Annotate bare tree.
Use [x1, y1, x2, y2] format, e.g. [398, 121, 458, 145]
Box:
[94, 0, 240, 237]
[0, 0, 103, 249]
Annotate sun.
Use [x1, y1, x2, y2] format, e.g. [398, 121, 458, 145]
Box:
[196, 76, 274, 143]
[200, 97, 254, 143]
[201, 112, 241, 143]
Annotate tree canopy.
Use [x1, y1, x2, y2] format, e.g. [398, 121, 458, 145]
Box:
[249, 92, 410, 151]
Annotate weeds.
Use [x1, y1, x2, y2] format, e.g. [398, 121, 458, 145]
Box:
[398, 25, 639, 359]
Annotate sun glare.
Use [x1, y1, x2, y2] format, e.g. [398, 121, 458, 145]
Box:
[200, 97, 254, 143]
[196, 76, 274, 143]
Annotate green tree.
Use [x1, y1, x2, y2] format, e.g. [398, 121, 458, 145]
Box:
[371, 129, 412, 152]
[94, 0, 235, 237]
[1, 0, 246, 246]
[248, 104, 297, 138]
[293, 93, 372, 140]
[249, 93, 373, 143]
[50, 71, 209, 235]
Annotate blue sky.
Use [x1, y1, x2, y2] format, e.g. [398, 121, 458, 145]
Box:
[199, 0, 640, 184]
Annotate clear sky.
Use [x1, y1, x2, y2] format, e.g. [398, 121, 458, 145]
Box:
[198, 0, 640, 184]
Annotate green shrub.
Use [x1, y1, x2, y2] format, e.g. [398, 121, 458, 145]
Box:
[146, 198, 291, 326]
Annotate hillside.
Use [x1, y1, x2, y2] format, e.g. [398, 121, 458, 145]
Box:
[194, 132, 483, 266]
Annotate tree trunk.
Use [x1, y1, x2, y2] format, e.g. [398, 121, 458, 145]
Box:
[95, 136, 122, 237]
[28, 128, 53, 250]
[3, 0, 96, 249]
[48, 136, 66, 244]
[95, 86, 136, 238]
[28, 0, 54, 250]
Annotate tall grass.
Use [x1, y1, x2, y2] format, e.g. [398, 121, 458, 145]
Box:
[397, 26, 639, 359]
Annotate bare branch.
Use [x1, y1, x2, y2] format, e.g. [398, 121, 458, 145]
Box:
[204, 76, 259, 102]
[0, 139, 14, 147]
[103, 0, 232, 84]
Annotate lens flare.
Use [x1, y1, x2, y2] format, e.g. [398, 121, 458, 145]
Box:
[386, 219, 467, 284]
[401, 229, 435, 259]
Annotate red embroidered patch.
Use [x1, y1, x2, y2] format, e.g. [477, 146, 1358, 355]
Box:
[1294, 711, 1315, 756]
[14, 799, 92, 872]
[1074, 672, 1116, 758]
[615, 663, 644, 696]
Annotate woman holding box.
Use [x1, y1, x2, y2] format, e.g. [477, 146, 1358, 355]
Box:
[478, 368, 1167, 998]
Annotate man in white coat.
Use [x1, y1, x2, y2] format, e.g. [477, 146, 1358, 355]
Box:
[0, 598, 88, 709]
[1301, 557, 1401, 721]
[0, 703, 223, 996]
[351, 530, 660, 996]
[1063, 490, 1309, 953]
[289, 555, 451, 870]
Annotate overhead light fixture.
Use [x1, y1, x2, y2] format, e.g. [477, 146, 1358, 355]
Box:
┄┄┄┄┄┄┄┄┄┄
YOUR ASSIGNMENT
Lines holding the string "bare" in the records: how many are there? Give only the number.

WORKED SOLUTION
2